Michael Peters Is the Hot New Choreographer Who Makes Dancers Out of Video's Rock Stars
updated 06/25/1984 AT 01:00 AM EDT
•originally published 06/25/1984 AT 01:00 AM EDT
His name, MTV fans, is Michael Peters, and he sure can dance. "Like a cat," says colleague Vince Paterson, the rival gang chief in Beat It. "His movement seems to cut through the air without disturbing any molecules."
Which is only half the story. Michael Peters not only performs in rock video's minimusicals, he has staged some of the best. As one of today's most sought-after choreographers—"the Balanchine of MTV," some call him—his credits range from Diana Ross' Pieces of Ice and Jackson's Grammy-sweeping Thriller to TV commercials for Dr Pepper, Egg McMuffin, Sasson Jeans and, oh yes, the Pepsi spots with the Jacksons. Peters is not responsible for the hair-burning pyrotechnics. "That was one step off the beat," he says reproachfully.
His own state-of-the-art choreographic style can hardly be termed timid. Instead of counting out the steps, as is the rule in classical ballet and modern dance, he has tilted the emphasis of dance toward the sounds of the instruments—a slick drum riff, say, or a guitar lick. "When you dance by the numbers," he says, "you extract all emotions and sterilize the movement. You remove the dance from its inspiration, which is the music. What I love is the capability of a body to be free in the sense of street or social dancing and, at the same time, do something that is technically hard and tremendously disciplined."

▶ [YOUR TASK] Summarize the article about Michael Peters in two sentences. The material that comes next has no connection to the article about Michael Peters.

▶ [DATA SEGMENT]
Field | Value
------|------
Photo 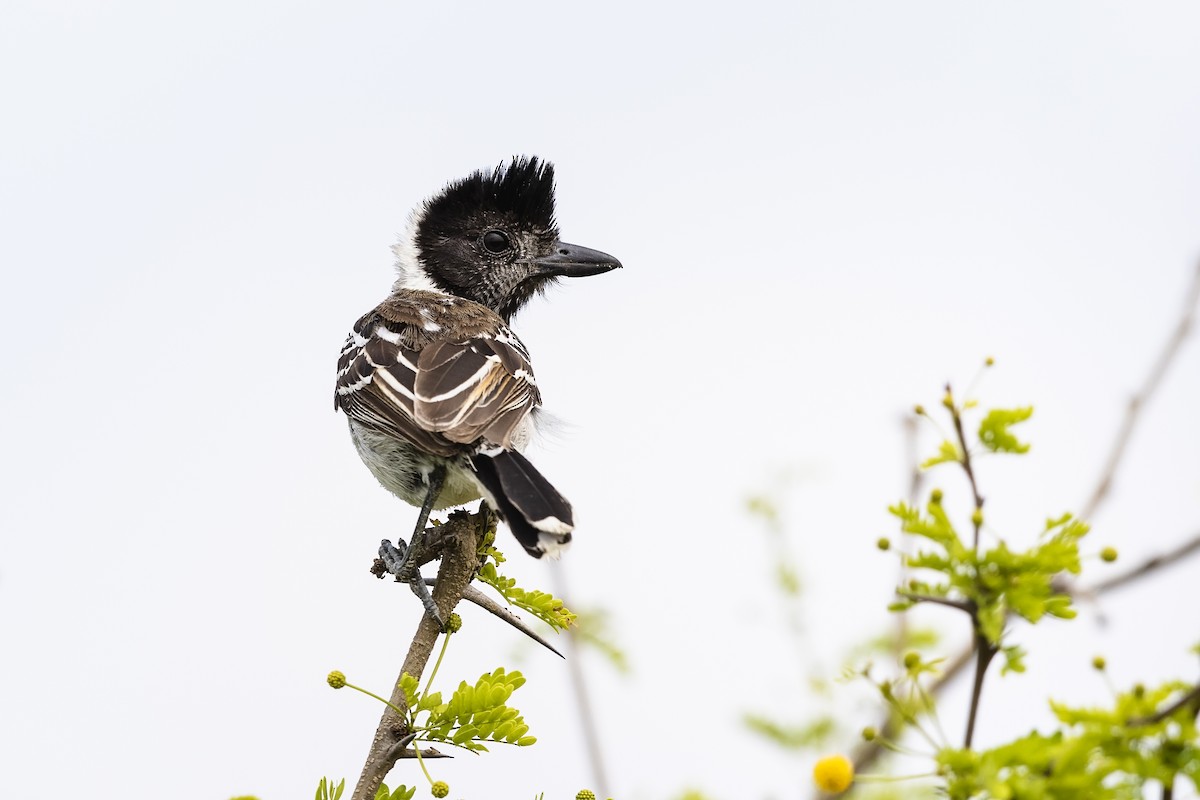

▶ [TASK RESPONSE] Michael Peters is a dancer and one of the most sought-after choreographers in rock video, with credits ranging from Diana Ross' Pieces of Ice and Thriller to TV commercials such as the Pepsi spots with the Jacksons. Instead of counting out steps as classical ballet and modern dance do, he shifts the emphasis toward the sounds of the instruments, aiming for movement that is free like street or social dancing yet technically hard and disciplined.